In the lines below, change every "pretty-printed" to "indented" and reproduce everything else unaltered.

■ ■ ■ ■ ■ ■ ■

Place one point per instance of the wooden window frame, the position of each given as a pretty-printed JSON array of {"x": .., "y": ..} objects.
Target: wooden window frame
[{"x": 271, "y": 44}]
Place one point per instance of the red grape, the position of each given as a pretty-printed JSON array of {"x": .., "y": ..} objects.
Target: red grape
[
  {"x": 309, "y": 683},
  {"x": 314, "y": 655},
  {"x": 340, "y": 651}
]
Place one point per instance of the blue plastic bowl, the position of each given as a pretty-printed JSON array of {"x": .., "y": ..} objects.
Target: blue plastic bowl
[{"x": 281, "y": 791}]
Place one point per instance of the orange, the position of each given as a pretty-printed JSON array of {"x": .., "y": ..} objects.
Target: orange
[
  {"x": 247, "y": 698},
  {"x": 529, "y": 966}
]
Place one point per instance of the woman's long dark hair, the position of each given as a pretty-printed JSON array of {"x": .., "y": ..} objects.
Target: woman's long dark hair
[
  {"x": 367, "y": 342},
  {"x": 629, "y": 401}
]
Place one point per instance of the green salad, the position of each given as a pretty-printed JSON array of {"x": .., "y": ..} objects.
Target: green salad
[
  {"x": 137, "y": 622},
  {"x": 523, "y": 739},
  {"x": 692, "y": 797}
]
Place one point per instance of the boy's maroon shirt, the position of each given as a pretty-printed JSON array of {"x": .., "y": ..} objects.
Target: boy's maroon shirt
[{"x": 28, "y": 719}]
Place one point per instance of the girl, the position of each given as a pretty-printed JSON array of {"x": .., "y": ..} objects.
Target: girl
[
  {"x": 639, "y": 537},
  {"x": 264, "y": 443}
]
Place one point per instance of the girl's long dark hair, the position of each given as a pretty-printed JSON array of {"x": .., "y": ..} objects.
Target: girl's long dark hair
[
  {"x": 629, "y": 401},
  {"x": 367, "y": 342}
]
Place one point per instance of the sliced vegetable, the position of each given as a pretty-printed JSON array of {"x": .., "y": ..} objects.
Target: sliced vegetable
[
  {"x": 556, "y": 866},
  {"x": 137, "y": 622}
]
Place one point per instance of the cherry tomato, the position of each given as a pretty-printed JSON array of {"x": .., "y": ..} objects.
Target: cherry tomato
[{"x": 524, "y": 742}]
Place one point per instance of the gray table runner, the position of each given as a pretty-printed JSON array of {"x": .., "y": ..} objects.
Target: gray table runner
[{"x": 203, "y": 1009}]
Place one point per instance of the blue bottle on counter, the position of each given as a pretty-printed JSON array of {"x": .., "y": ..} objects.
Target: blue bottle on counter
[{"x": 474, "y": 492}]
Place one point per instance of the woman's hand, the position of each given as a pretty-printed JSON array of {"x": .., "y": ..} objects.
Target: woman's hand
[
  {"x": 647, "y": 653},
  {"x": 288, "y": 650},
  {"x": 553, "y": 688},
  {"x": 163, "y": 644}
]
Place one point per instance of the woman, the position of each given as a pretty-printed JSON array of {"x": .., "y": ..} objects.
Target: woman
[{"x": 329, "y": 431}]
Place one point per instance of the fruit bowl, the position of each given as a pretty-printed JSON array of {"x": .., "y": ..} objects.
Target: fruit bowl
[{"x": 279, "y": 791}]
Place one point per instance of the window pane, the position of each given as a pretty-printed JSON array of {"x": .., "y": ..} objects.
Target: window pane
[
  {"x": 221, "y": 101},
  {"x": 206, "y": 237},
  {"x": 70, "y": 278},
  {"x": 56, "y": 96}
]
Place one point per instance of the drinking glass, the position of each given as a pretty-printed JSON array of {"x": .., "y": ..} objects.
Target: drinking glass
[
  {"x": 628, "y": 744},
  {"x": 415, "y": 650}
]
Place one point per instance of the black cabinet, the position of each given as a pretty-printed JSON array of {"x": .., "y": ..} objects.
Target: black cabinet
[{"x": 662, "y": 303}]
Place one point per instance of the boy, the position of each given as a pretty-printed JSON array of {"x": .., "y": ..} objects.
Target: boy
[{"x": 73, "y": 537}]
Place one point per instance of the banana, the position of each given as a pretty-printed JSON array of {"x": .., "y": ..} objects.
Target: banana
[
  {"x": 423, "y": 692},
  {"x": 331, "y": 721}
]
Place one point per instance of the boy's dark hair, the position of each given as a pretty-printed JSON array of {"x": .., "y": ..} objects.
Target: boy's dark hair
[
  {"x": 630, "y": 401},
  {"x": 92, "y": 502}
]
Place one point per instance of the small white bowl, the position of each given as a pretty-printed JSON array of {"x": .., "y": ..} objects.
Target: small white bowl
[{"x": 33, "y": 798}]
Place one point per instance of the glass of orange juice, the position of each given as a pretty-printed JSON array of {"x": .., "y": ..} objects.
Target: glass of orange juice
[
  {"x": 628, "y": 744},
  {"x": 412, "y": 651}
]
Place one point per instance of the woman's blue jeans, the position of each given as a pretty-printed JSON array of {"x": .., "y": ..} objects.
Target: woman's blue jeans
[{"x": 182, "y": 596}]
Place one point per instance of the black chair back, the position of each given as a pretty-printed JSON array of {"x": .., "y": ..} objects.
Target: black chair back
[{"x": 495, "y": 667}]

■ ■ ■ ■ ■ ■ ■

- PROBLEM SOLUTION
Place one point per instance of the wooden window frame, the position of each given as a indented JSON array of {"x": .., "y": ..} objects.
Target: wooden window frame
[{"x": 271, "y": 44}]
Place one point per instance of the red grape, the position of each given as a indented JSON array of {"x": .., "y": ..} objects.
Target: red grape
[
  {"x": 309, "y": 683},
  {"x": 314, "y": 655},
  {"x": 340, "y": 651}
]
Place one point per instance of the blue plastic bowl, the position of each given as a indented JSON array of {"x": .., "y": ..} objects.
Target: blue plastic bowl
[{"x": 281, "y": 791}]
Place one point per instance of the orange, the position of each given as a indented JSON array of {"x": .., "y": ..} objects.
Target: orange
[
  {"x": 247, "y": 698},
  {"x": 529, "y": 966}
]
Place one point per instance of the woman's long dark hair, the position of each given as a indented JSON array of {"x": .., "y": ..} objects.
Target: woman's long dark hair
[
  {"x": 367, "y": 342},
  {"x": 629, "y": 401}
]
Place one point per instance of the green salad, the position of each given as a indented JSON array of {"x": .., "y": ..} objects.
Target: green salad
[
  {"x": 137, "y": 622},
  {"x": 523, "y": 739},
  {"x": 692, "y": 797}
]
Place one point per instance of the boy's maroon shirt, the position of each given as a indented JSON array of {"x": .., "y": ..} objects.
Target: boy's maroon shirt
[{"x": 28, "y": 719}]
Place one point per instance of the girl, the position of each given as a indented JSON array of {"x": .., "y": ..} objects.
Target: girl
[
  {"x": 639, "y": 537},
  {"x": 264, "y": 443}
]
Place one point per instance of the girl's long dark hair, the position of each given as a indented JSON array of {"x": .., "y": ..} objects.
Target: girl's long dark hair
[
  {"x": 629, "y": 401},
  {"x": 367, "y": 342}
]
Place one point per instance of the sliced vegetable, the position of each given as a indented JSON array of {"x": .., "y": ..} objects.
Target: sliced vegetable
[
  {"x": 556, "y": 866},
  {"x": 137, "y": 622}
]
Place one point per instance of the cherry tomato, the position of each given as a indented JSON array of {"x": .., "y": ..} objects.
Target: cherry tomato
[{"x": 524, "y": 742}]
Place one point per instance of the gray table runner, the position of each given as a indented JSON array of {"x": .., "y": ..} objects.
Target: gray table runner
[{"x": 203, "y": 1009}]
Place one point per instance of the blue bottle on counter, the position of each given as a indented JSON array of {"x": .., "y": ..} objects.
Target: blue bottle on counter
[{"x": 474, "y": 492}]
Place one point per instance of the woman's hand, the position of each given as a indented JSON array of {"x": .., "y": ..} objects.
Target: woman's hand
[
  {"x": 647, "y": 653},
  {"x": 288, "y": 650},
  {"x": 553, "y": 688},
  {"x": 163, "y": 644}
]
Place one point per instance of the woman, the position of each given as a indented JSON array of {"x": .., "y": ..} objects.
Target: woman
[{"x": 329, "y": 431}]
Place one point per instance of the fruit bowl, the position of each given as a indented JSON array of {"x": .., "y": ..} objects.
Target: fruit bowl
[{"x": 279, "y": 791}]
Place one point per instance of the window pane, the position of each given as a indented JSON array of {"x": .., "y": ..} objects.
Target: window pane
[
  {"x": 221, "y": 101},
  {"x": 206, "y": 237},
  {"x": 70, "y": 278},
  {"x": 56, "y": 96}
]
Place one point per instance of the drinking glass, the position of each given as a indented JSON array of {"x": .., "y": ..} objects.
Target: drinking glass
[
  {"x": 628, "y": 744},
  {"x": 415, "y": 650}
]
Place one point per instance of the black cabinet, the position of each given as a indented JSON array of {"x": .., "y": ..} objects.
Target: black cabinet
[{"x": 662, "y": 303}]
Place one point per instance of the boy, the position of each given as a indented JSON array of {"x": .., "y": ..} objects.
Target: boy
[{"x": 73, "y": 537}]
Place one point per instance of the banana, the position of each given as a indented JSON array of {"x": .., "y": ..} objects.
Target: banana
[
  {"x": 423, "y": 692},
  {"x": 331, "y": 721}
]
Place one point per instance of the boy's dark hair, the position of each given as a indented JSON array of {"x": .., "y": ..} objects.
Target: boy's dark hair
[
  {"x": 630, "y": 401},
  {"x": 92, "y": 502}
]
Place one point per instance of the small white bowl, the position of each given as a indented JSON array of {"x": .., "y": ..} objects.
Target: small white bowl
[{"x": 33, "y": 798}]
Place one point per instance of the glass of orange juice, the position of each given as a indented JSON array of {"x": .., "y": ..} objects.
Target: glass of orange juice
[
  {"x": 628, "y": 744},
  {"x": 412, "y": 651}
]
Place one point per instance of the woman's blue jeans, the position of each given as a indented JSON array of {"x": .., "y": ..} objects.
Target: woman's blue jeans
[{"x": 182, "y": 596}]
Place one point per instance of the black chair back, the position of each given as a indented JSON array of {"x": .., "y": ..} objects.
Target: black chair back
[{"x": 495, "y": 667}]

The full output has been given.